Begin at the line that contains "Please drop a marker on the red prayer" and continue through the end of the records below, writing out every line again with the requests included. Offset each x and y coordinate in the answers by adding 62 to it.

#### [Input for this task]
================================

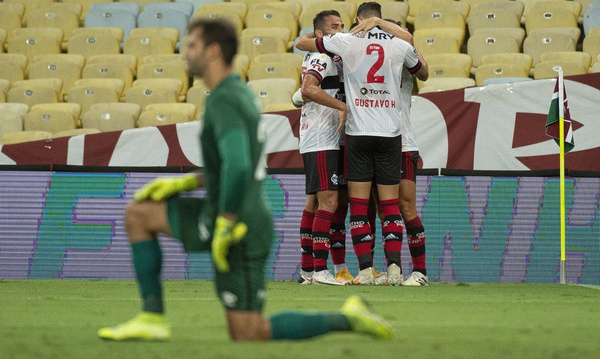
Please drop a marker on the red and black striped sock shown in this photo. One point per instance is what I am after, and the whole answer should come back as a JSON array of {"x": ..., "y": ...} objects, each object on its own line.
[
  {"x": 338, "y": 236},
  {"x": 306, "y": 258},
  {"x": 392, "y": 231},
  {"x": 416, "y": 244},
  {"x": 360, "y": 230},
  {"x": 321, "y": 238}
]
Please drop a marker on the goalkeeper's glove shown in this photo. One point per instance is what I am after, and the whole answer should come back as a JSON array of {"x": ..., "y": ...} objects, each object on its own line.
[
  {"x": 165, "y": 187},
  {"x": 227, "y": 233}
]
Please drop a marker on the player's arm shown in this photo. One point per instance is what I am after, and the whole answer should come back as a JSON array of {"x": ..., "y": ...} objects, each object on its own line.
[
  {"x": 421, "y": 71},
  {"x": 385, "y": 25},
  {"x": 307, "y": 42},
  {"x": 313, "y": 92},
  {"x": 164, "y": 187}
]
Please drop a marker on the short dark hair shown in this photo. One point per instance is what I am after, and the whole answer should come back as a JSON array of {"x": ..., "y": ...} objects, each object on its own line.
[
  {"x": 220, "y": 31},
  {"x": 319, "y": 20},
  {"x": 369, "y": 9}
]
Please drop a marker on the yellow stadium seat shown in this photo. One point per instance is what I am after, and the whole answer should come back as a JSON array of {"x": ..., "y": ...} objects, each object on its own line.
[
  {"x": 540, "y": 42},
  {"x": 154, "y": 91},
  {"x": 90, "y": 45},
  {"x": 73, "y": 109},
  {"x": 11, "y": 138},
  {"x": 147, "y": 44},
  {"x": 169, "y": 70},
  {"x": 115, "y": 84},
  {"x": 347, "y": 12},
  {"x": 75, "y": 132},
  {"x": 288, "y": 57},
  {"x": 517, "y": 33},
  {"x": 479, "y": 46},
  {"x": 87, "y": 96},
  {"x": 272, "y": 70},
  {"x": 67, "y": 71},
  {"x": 495, "y": 70},
  {"x": 293, "y": 7},
  {"x": 188, "y": 109},
  {"x": 49, "y": 120},
  {"x": 10, "y": 122},
  {"x": 29, "y": 4},
  {"x": 519, "y": 59},
  {"x": 496, "y": 18},
  {"x": 11, "y": 71},
  {"x": 33, "y": 92},
  {"x": 283, "y": 32},
  {"x": 113, "y": 108},
  {"x": 515, "y": 7},
  {"x": 20, "y": 108},
  {"x": 572, "y": 7},
  {"x": 579, "y": 58},
  {"x": 253, "y": 46},
  {"x": 591, "y": 46},
  {"x": 171, "y": 33},
  {"x": 431, "y": 42},
  {"x": 462, "y": 61},
  {"x": 85, "y": 6},
  {"x": 129, "y": 61},
  {"x": 66, "y": 21},
  {"x": 115, "y": 32},
  {"x": 16, "y": 59},
  {"x": 541, "y": 18},
  {"x": 106, "y": 121},
  {"x": 109, "y": 70},
  {"x": 34, "y": 45},
  {"x": 197, "y": 96},
  {"x": 271, "y": 91},
  {"x": 545, "y": 69},
  {"x": 397, "y": 11}
]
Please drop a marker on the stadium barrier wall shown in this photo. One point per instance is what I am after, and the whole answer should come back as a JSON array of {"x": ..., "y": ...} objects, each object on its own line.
[{"x": 69, "y": 225}]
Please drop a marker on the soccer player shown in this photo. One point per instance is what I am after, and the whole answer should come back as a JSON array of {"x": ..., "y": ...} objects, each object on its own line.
[
  {"x": 232, "y": 221},
  {"x": 373, "y": 72},
  {"x": 322, "y": 119}
]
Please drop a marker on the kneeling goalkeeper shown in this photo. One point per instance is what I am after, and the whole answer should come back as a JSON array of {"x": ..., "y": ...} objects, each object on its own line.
[{"x": 232, "y": 221}]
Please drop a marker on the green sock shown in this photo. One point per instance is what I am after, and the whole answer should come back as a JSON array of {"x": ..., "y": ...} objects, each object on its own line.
[
  {"x": 296, "y": 325},
  {"x": 147, "y": 260}
]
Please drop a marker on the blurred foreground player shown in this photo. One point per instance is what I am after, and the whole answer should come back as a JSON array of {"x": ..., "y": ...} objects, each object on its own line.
[{"x": 232, "y": 221}]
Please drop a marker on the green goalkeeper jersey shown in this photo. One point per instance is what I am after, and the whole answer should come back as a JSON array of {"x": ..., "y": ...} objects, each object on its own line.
[{"x": 234, "y": 168}]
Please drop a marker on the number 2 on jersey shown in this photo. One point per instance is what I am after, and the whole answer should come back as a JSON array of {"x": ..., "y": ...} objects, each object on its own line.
[{"x": 371, "y": 77}]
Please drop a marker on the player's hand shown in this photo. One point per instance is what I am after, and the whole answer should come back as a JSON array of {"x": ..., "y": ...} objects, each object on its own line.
[
  {"x": 365, "y": 25},
  {"x": 343, "y": 116},
  {"x": 165, "y": 187},
  {"x": 227, "y": 233}
]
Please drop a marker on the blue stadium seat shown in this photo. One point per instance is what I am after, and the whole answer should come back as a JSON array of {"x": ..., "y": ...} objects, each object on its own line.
[
  {"x": 591, "y": 18},
  {"x": 160, "y": 18},
  {"x": 185, "y": 8},
  {"x": 131, "y": 7}
]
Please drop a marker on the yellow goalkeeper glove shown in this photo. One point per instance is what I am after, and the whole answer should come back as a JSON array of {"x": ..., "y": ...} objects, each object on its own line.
[
  {"x": 227, "y": 233},
  {"x": 164, "y": 187}
]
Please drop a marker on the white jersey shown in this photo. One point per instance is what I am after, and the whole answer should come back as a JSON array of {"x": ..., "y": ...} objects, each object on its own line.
[
  {"x": 318, "y": 123},
  {"x": 372, "y": 77},
  {"x": 409, "y": 142}
]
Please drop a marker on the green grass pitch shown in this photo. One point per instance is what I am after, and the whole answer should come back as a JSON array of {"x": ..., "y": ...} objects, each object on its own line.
[{"x": 59, "y": 319}]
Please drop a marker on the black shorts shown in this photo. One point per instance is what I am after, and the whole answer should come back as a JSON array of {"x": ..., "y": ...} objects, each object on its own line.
[
  {"x": 322, "y": 171},
  {"x": 410, "y": 161},
  {"x": 371, "y": 158}
]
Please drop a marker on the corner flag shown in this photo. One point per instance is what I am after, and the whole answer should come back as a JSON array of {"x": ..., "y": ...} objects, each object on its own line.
[{"x": 554, "y": 114}]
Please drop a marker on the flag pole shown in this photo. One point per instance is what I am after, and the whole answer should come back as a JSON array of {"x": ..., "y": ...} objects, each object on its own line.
[{"x": 561, "y": 136}]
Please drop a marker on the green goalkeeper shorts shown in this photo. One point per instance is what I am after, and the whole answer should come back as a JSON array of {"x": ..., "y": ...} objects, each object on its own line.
[{"x": 243, "y": 287}]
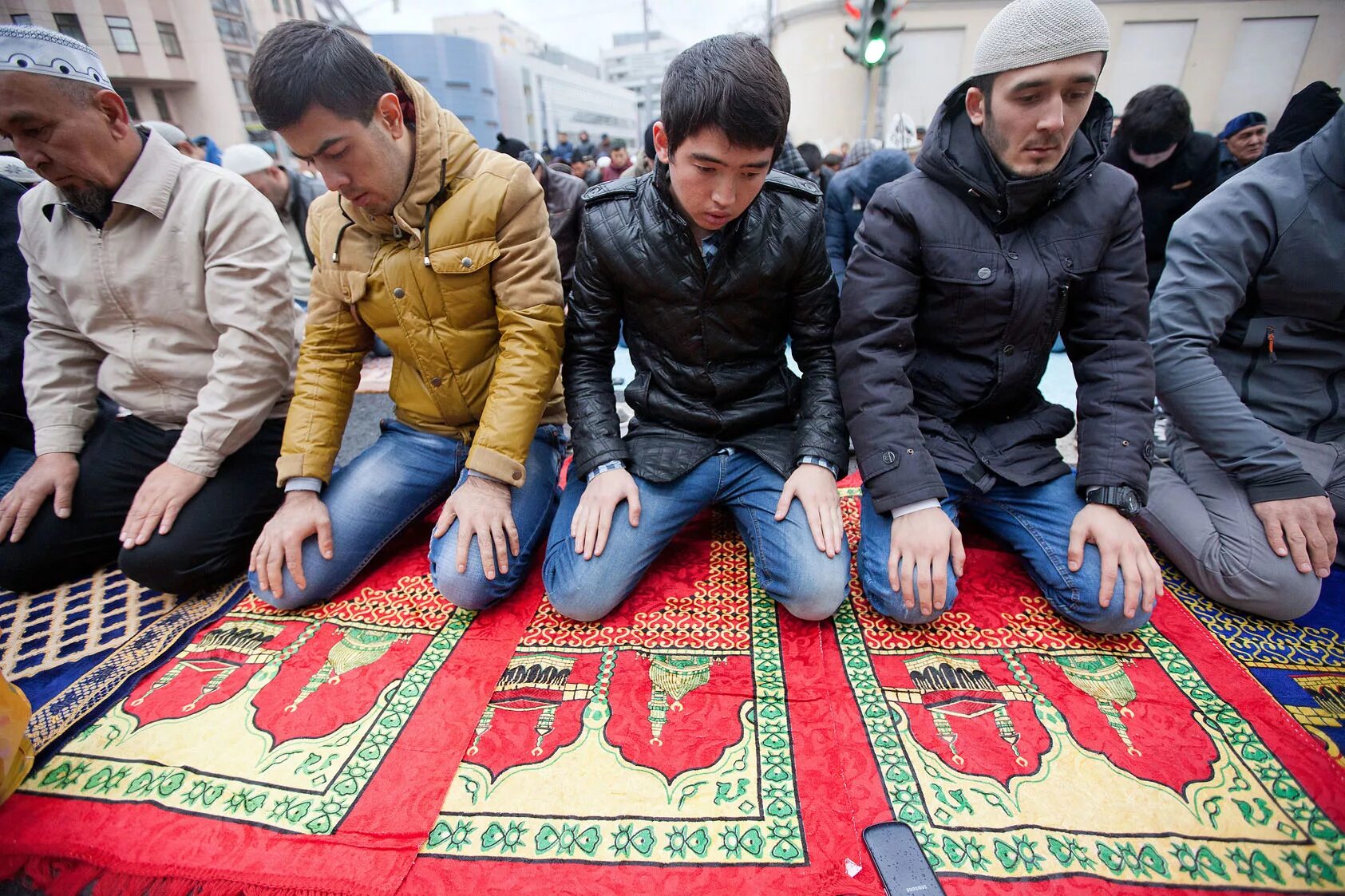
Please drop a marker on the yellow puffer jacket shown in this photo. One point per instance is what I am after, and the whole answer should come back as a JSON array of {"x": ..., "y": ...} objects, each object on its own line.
[{"x": 463, "y": 284}]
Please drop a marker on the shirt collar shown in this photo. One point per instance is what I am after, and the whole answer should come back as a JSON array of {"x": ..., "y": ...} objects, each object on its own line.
[
  {"x": 149, "y": 184},
  {"x": 152, "y": 178}
]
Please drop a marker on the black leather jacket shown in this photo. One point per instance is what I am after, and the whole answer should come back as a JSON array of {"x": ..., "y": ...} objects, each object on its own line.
[
  {"x": 958, "y": 286},
  {"x": 708, "y": 342}
]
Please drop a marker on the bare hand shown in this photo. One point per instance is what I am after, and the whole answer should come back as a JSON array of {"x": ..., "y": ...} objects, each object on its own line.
[
  {"x": 1121, "y": 548},
  {"x": 1302, "y": 527},
  {"x": 922, "y": 545},
  {"x": 483, "y": 507},
  {"x": 49, "y": 474},
  {"x": 592, "y": 521},
  {"x": 815, "y": 488},
  {"x": 282, "y": 543},
  {"x": 159, "y": 499}
]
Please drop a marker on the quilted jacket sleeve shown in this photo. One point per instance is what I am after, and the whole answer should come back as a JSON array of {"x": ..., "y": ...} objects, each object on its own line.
[
  {"x": 526, "y": 280},
  {"x": 330, "y": 358},
  {"x": 875, "y": 346},
  {"x": 591, "y": 335},
  {"x": 821, "y": 428},
  {"x": 1107, "y": 339}
]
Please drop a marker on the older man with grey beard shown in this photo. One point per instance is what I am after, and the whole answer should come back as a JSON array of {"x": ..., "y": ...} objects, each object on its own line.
[{"x": 160, "y": 353}]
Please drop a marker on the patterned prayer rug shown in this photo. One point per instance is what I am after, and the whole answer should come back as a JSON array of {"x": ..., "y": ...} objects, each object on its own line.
[
  {"x": 698, "y": 740},
  {"x": 73, "y": 649}
]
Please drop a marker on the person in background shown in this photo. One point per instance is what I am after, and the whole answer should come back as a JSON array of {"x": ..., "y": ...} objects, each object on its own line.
[
  {"x": 291, "y": 195},
  {"x": 584, "y": 147},
  {"x": 1174, "y": 164},
  {"x": 849, "y": 197},
  {"x": 709, "y": 264},
  {"x": 1242, "y": 143},
  {"x": 1306, "y": 113},
  {"x": 861, "y": 150},
  {"x": 1011, "y": 231},
  {"x": 15, "y": 431},
  {"x": 563, "y": 194},
  {"x": 811, "y": 156},
  {"x": 160, "y": 347},
  {"x": 443, "y": 248},
  {"x": 620, "y": 160},
  {"x": 564, "y": 150},
  {"x": 1248, "y": 334}
]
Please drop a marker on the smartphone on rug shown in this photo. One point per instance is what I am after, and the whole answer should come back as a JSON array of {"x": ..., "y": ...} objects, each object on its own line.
[{"x": 901, "y": 864}]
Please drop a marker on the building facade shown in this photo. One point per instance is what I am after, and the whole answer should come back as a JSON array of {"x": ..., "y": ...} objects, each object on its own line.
[
  {"x": 638, "y": 61},
  {"x": 179, "y": 61},
  {"x": 457, "y": 72},
  {"x": 1225, "y": 55}
]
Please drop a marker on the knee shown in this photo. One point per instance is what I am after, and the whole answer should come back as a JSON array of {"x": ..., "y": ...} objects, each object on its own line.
[
  {"x": 889, "y": 602},
  {"x": 814, "y": 590},
  {"x": 159, "y": 570},
  {"x": 573, "y": 595}
]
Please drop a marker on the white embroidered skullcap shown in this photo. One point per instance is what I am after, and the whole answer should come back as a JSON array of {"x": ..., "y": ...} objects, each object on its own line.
[
  {"x": 1028, "y": 33},
  {"x": 41, "y": 51},
  {"x": 245, "y": 159}
]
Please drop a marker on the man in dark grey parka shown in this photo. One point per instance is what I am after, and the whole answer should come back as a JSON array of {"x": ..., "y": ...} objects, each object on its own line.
[
  {"x": 1011, "y": 231},
  {"x": 1248, "y": 334}
]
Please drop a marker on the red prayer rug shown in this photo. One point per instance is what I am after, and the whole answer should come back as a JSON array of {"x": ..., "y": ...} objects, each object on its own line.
[{"x": 698, "y": 740}]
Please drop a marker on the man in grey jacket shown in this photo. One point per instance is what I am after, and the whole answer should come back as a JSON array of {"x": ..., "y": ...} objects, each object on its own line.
[{"x": 1248, "y": 334}]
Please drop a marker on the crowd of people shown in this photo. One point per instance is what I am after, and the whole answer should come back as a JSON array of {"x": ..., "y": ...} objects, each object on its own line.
[{"x": 182, "y": 424}]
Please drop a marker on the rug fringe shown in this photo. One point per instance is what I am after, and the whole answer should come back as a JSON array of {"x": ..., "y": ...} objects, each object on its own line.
[{"x": 68, "y": 878}]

================================

#### [Completed task]
Please drop a marker on the red prayer rug shown in this photo. One point per instance is what I am after, and the whole answer should come back as a JSON array of {"x": ..., "y": ...} objects, each object on its own line.
[{"x": 760, "y": 802}]
Please drop a marker on the man in grey jacket shown in this photo. One point per instance is what I am after, and the whole answer should come back as a JSON array of {"x": ..., "y": ...} objects, each object on its own line.
[{"x": 1310, "y": 396}]
Please drop a marker on the crowd of people shown in this photo. One point per instance is what I am after, and the whole answer should come back as a JSON array of {"x": ..., "y": ...} objects, each object on its own line.
[{"x": 244, "y": 486}]
Please drop a marker on the rug fringe shown in this photo. One point per instance is what I am after, and the whole answer should come back as a JSON array of {"x": ..., "y": ...} objects, each object on its own line.
[{"x": 130, "y": 940}]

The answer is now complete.